[What you need to do] Gather every line of the data below that contains the word "blue".

--- Data for processing ---

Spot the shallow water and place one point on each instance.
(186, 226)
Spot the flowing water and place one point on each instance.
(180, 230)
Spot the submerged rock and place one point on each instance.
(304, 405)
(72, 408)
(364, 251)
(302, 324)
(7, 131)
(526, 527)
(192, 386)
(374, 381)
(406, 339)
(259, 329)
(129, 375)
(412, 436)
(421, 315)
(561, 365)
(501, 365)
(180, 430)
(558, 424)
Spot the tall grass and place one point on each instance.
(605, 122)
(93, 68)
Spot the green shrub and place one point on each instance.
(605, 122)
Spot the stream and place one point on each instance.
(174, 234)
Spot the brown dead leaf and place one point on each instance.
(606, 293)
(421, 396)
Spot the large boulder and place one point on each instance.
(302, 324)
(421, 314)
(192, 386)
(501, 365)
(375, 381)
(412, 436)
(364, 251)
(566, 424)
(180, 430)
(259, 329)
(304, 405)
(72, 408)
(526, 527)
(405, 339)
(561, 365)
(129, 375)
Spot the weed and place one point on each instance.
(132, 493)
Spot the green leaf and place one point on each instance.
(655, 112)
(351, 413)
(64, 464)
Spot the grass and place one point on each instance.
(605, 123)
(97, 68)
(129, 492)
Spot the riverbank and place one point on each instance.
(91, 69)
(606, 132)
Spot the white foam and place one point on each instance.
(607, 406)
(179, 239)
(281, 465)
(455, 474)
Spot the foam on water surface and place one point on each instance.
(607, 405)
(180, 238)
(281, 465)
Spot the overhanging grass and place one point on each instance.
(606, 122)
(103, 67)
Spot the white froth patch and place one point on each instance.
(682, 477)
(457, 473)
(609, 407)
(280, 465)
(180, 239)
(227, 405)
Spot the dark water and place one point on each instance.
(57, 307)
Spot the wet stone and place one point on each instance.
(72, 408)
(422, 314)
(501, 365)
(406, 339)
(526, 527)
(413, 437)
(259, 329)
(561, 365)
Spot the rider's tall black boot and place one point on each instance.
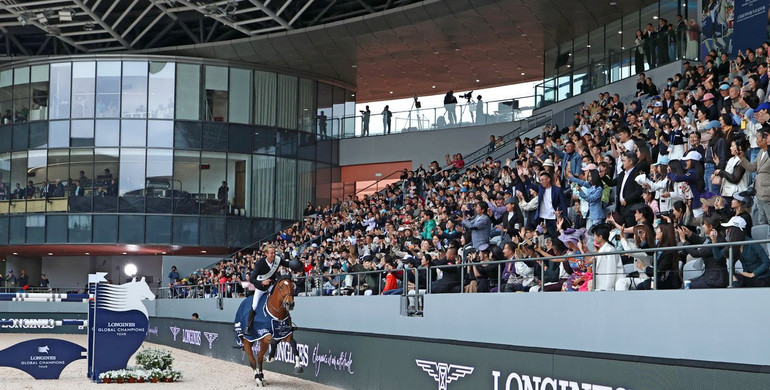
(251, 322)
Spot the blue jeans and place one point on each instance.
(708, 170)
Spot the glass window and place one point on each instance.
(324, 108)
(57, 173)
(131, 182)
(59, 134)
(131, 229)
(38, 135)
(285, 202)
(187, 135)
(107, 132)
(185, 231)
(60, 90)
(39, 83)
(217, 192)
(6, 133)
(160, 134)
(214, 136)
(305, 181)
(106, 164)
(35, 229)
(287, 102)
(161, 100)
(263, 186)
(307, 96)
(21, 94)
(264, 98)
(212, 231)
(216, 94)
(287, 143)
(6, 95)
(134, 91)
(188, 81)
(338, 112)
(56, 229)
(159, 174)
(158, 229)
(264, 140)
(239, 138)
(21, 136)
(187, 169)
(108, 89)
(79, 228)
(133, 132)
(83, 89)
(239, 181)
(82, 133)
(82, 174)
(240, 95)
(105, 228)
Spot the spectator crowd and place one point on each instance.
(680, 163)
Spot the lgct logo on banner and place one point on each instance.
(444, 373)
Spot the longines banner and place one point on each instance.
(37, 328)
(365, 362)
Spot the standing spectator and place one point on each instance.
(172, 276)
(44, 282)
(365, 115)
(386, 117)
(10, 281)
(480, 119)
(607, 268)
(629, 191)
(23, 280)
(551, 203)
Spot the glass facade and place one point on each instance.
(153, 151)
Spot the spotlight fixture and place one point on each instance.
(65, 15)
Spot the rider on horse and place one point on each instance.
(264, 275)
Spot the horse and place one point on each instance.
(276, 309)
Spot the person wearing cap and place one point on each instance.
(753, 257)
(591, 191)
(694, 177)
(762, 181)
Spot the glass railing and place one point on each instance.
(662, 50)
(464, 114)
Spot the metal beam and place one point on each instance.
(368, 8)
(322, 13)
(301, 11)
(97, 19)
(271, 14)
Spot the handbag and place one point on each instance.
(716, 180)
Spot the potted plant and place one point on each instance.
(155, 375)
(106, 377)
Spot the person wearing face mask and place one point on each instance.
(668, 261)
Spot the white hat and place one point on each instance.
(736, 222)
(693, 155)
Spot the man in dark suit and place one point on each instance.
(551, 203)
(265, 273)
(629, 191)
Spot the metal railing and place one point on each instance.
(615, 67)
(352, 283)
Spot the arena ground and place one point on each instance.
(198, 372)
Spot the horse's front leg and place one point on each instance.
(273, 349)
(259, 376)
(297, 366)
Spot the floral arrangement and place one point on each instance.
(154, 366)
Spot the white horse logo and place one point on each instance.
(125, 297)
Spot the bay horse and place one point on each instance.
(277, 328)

---
--- Data for processing ---

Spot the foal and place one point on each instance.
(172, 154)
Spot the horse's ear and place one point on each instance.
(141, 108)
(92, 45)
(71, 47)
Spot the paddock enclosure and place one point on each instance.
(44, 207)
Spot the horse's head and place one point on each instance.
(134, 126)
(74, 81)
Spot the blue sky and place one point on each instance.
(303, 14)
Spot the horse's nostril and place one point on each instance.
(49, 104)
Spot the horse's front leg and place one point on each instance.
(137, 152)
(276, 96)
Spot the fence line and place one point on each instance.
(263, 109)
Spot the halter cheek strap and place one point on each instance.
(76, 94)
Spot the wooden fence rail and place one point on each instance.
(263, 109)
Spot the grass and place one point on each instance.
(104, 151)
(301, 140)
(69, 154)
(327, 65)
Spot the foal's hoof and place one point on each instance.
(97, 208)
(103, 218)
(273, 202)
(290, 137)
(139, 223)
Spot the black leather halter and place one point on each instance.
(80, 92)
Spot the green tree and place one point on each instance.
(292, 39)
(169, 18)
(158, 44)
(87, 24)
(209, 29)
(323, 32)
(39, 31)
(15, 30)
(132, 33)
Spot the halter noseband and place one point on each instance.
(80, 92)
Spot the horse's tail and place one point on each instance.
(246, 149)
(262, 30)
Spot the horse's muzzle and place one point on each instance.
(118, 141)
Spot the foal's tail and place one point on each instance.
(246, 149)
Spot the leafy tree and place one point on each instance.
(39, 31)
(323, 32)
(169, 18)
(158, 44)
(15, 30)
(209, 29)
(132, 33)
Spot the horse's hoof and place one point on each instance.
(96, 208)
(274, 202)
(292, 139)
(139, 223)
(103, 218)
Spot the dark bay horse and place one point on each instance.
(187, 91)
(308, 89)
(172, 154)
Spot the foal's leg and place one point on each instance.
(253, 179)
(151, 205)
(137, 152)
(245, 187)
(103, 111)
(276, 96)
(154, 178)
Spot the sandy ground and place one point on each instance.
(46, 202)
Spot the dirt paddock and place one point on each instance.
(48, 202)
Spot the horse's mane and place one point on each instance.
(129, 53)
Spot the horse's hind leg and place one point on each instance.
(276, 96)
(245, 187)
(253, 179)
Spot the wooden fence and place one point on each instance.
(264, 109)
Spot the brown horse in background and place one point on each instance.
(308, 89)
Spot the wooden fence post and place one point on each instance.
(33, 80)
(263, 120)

---

[Response to this task]
Spot the blue jeans and place one point on each instance.
Spot the blue sky and place one point on each instance.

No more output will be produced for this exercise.